Working data:

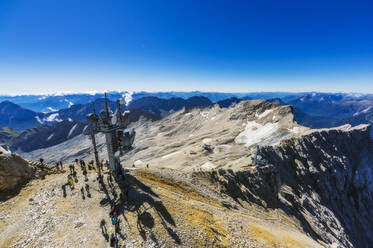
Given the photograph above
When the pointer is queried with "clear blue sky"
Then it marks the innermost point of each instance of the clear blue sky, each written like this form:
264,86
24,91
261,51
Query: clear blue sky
237,46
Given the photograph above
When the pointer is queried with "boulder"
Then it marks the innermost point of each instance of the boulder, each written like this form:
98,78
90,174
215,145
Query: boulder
14,171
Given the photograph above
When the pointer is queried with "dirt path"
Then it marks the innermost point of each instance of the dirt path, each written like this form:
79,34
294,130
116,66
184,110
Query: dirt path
159,212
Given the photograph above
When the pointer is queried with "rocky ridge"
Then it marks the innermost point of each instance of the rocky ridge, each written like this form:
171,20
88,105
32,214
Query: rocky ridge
256,155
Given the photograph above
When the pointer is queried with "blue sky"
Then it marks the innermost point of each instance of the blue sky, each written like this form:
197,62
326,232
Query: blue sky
236,46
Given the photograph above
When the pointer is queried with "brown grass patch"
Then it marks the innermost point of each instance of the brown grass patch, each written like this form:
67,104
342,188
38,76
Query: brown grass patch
272,239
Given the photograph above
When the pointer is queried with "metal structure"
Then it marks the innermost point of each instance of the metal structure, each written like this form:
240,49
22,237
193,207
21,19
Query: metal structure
118,139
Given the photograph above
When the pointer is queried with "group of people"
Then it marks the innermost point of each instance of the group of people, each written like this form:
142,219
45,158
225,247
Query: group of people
72,178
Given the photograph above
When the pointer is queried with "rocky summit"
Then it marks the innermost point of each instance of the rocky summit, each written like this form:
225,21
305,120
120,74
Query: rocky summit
243,175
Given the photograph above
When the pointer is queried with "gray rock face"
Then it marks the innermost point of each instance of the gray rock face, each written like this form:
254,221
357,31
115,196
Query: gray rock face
323,178
13,172
327,181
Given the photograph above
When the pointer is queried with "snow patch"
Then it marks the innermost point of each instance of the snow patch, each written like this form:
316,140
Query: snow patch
70,103
208,166
170,155
72,130
38,119
255,133
53,118
264,114
128,97
138,162
51,109
205,114
221,148
363,111
3,150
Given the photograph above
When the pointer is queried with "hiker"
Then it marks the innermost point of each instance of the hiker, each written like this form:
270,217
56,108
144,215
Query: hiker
112,211
114,194
113,240
127,192
82,190
87,189
85,174
71,182
104,230
64,190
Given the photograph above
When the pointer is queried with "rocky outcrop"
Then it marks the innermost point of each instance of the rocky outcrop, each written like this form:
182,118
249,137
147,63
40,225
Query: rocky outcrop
327,179
14,171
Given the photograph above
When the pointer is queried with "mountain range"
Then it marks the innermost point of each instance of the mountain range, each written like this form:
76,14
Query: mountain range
44,129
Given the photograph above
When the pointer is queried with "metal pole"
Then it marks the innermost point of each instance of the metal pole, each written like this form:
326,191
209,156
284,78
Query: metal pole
96,153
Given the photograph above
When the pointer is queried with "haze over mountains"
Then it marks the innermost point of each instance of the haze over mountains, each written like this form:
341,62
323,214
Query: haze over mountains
47,120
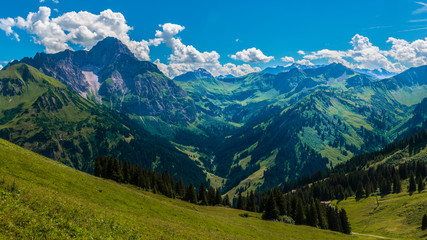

Problem to solve: Copy all the material exactly; omit images.

Solution:
Given the photograph above
When the pointer is queried with "clear blue sky"
Then it marks the innermost point of each instance of the clear blue sky, each written like this form:
264,86
24,91
261,51
Query: clear blue sky
237,46
Given the photograph above
When the pointer is queried with "boulder"
Then it marks the innermost point of each instance of the boulder, each written like this form:
98,78
90,174
215,145
Query: boulder
14,171
Given the photograph above
When the pointer is queried with "dirt path"
Then it marks the innermost point of each instance of the dirt path, each written like this form:
79,34
294,130
116,66
184,110
Query: dirt path
159,212
Given the photograph above
When the pointer is queried with "rocky ridge"
Then it marks the innermost point of each instance of the rocky ridge, each written like this form:
171,20
88,105
32,214
Query: rocky ridge
256,155
Given the photograph above
When the pointer is queried with "blue sky"
Then it marks the innermost point of each instance of the blue sky, each written like this form:
197,62
326,232
Query: blue sky
236,46
Given the photograph above
When the pointer is queried with "brown grass patch"
Then it marks the innermost point of each instance of the brown grass patch, each written like this form:
67,104
342,188
38,76
Query: brown grass patch
272,239
Given the photograph above
When the pointer is queried with "metal structure"
Then it marks the innermost point of each instance of the metal structure, each written like this form:
240,49
22,237
193,207
21,19
Query: metal structure
118,139
Given the photograph above
When the pointer is queried with "group of people"
Then it marks the innermost point of each instance of the group of people, each written like this form:
142,219
45,158
225,247
Query: group of people
72,178
Given the photograph above
When the pointer is queried with "rocky summit"
Then it marks the innermost point of each instance of the rocky summit, each written like this form:
225,21
305,120
120,74
Query: rocky summit
243,175
Given the photograph above
When the pointer is queried with "gray rock face"
Then it marks the innermost point of each instance of the gray rock face, each written like this form:
254,221
357,31
115,196
Query: gray rock face
323,178
13,172
327,181
Given the photograph above
When the pointer is queried with "snow patch"
Then it marks the innermost point of each instance of the snow patch, each written like this form:
316,140
Query: snow patch
70,103
208,166
170,155
72,130
38,119
255,133
53,118
264,114
128,97
138,162
51,109
205,114
221,148
363,111
3,150
Given the photograph above
When the pointer is queried with "hiker"
Then it marks the innermost point of each instance of the hiker, each written like this form:
270,217
56,108
144,215
Query: hiker
112,211
114,194
113,240
127,192
82,190
87,189
85,174
71,182
104,230
64,190
Given the photograph above
When the pointer is queried with "rocky outcrop"
Then it marks the innermost point of each instance of the rocky outcrop, each written like this form:
182,118
249,137
147,63
40,225
Query: rocky outcrop
327,179
14,171
Given the photograph above
When the pointer is queried with "mountain range"
Then it marks the innermost point of each instance of the mountain range, each written like this form:
76,14
Query: mountain range
44,129
Given the photograph above
When the pointer is queried with "metal pole"
Then it marks the innermost point of each instance of the metal pole, each written like this form:
326,191
209,156
284,78
Query: metal pole
96,153
Given the photograph above
When the pointer is queried with "haze over mountains"
Then it marks the innermost point of each instance of the haze over mountains, each written like this form:
341,62
323,214
Query: haze over mountains
47,120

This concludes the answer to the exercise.